> _Your instructions_
Here is the listing. Print it exactly.

[Start of Attachment]

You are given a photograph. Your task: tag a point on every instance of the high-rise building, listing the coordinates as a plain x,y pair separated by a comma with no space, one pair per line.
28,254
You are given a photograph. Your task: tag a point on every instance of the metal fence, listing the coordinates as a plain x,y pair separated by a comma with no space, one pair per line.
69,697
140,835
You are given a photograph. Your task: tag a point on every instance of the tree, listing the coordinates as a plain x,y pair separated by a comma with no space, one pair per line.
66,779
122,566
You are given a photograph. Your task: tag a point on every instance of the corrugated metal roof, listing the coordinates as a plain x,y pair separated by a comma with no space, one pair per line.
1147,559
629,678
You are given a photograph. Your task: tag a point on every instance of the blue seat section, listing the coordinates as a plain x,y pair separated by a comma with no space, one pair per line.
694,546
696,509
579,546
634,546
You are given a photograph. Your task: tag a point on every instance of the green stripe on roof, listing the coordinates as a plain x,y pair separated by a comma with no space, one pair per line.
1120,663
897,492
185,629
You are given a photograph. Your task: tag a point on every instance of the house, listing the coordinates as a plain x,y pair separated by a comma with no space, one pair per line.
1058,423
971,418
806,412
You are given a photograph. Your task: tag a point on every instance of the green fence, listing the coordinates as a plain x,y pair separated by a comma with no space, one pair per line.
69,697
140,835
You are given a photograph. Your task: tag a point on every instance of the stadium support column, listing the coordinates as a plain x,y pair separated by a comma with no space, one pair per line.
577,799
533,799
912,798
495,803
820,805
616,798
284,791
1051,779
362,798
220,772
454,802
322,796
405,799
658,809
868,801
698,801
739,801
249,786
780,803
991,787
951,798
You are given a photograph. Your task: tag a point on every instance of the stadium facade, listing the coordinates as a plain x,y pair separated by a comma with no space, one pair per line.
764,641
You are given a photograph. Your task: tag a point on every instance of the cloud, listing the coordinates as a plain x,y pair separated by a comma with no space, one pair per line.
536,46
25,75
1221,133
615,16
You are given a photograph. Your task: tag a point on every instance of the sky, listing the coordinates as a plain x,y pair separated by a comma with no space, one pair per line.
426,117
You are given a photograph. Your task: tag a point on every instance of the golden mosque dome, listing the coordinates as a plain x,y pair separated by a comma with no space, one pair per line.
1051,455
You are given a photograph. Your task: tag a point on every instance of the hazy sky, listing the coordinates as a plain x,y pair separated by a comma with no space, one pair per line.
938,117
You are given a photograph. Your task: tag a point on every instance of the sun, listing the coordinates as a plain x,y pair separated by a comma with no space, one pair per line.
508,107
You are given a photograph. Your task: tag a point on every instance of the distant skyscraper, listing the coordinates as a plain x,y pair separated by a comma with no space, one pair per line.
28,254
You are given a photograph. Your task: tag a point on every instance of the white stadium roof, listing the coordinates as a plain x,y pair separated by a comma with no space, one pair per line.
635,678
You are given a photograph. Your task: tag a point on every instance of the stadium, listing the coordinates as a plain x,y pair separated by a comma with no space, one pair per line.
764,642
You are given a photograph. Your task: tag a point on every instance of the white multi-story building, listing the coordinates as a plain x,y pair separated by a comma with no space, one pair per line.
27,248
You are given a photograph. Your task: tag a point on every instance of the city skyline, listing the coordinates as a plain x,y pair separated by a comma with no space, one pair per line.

[End of Attachment]

> _Completed exercise_
You are given a photograph. Your task: tag a point on every instance of the high-rise building, listing the coordinates as a plain x,y pair separated by a comma with no space, one pair per line.
28,254
You are given a photograph. Your task: tag a point on every instance of the metal fence, listing the coordinates as a plain x,y pair separated by a comma with no space, one pair per line.
69,697
140,835
You are given a photograph. Your task: tag a point on every instance of the tree, listing the coordinates as a plain x,y pair separated by a comma with no space, one pair per line.
66,779
122,566
You are given a photograph. Your task: tag a point on every instance of the corrugated metal roof, listing the coordinates as a plain x,y pair separated by a comma with no space, one pair per line.
1147,559
629,678
You are given a photograph. Your task: tag a point on every instance of the blue seat section, listing the coordinates as a plain x,y pair separated by a comma with no space, one pair per line.
694,546
696,509
579,546
634,546
You are given a photograph. Your task: tag a point on every instance of the green stripe on roof, listing the coordinates as a plain x,y pair separated by a comma with no space, one pair per line.
1120,663
897,492
185,629
You are given a photograph. Your task: tag a point on every instance of the house, listing the coordinates as a plain x,y pair separated by a comma with no space, one pair per line.
1058,423
971,418
806,412
You are given a photograph. Your task: tag a point on every instance of the green fence, listing the coordinates as a plain x,y pair separated by a comma with no space, one pair per line.
69,697
140,835
You are given a photograph. Your task: tag a point on every instance of the stadium support column, listing the coordinates as a plain x,y pair separated by a comma with no space, one pair per line.
577,799
533,799
912,798
495,803
820,805
616,798
284,791
1051,779
362,798
220,772
454,802
322,796
405,799
658,809
868,801
698,801
739,801
249,786
780,803
991,787
951,798
You are given a photograph. Your task: tag a point on every instance of the stadium facade, listing the coordinates as a plain x,y pair separated by a comma with no space, one pair per line.
764,641
You are given a photograph. Your task: tag a point on every instance of the cloud, listing the coordinates as a plain x,y pair separated by a comma with no space, one pair per line.
536,46
25,75
1221,133
615,16
You are given a photograph. Your task: tag a point on every instance of the sky, listing the coordinates as a plain x,y pair separated by a comma with no space, one pair per line.
426,117
You are given a photograph. Your task: tag a point on every instance of the golden mosque dome, listing the coordinates as a plain x,y pair separated by a comma with no space, one pair per line.
1051,455
You are given a photograph. Your task: tag a point on every instance of the hazy sky, listing the coordinates as a plain x,y pair separated by a comma with no space, one pair per line.
938,117
You are given a photograph. Your task: tag a point on every instance of the sun, listing the coordinates as a plain x,y pair separated by a comma with no space, one pair per line.
508,107
You are given a photograph. Your task: tag a point on every instance of the distant skyscraper, listing the coordinates as a plain x,y pair separated by a comma with no space, one pair per line.
28,254
You are given a photograph. Your task: tag a point on every instance of the white stadium roof, listing the coordinates as a plain x,y pair separated by a comma with no space, one pair per line.
635,678
You are given a photograph. Your task: tag a point on every instance of the stadium, listing the coordinates as a plain x,y pair separated by a comma with no space, one pair per line.
764,642
You are given a photograph. Your task: tag a point on every instance of the white multi-story building, listing the coordinates as a plain x,y pair separated by a comma with no space, one pair per line.
27,248
You are given a photograph. Your task: tag a point on every instance of the city skyline, listing the coordinates as a plain x,y pair separated by a comma with no space, one pair per line.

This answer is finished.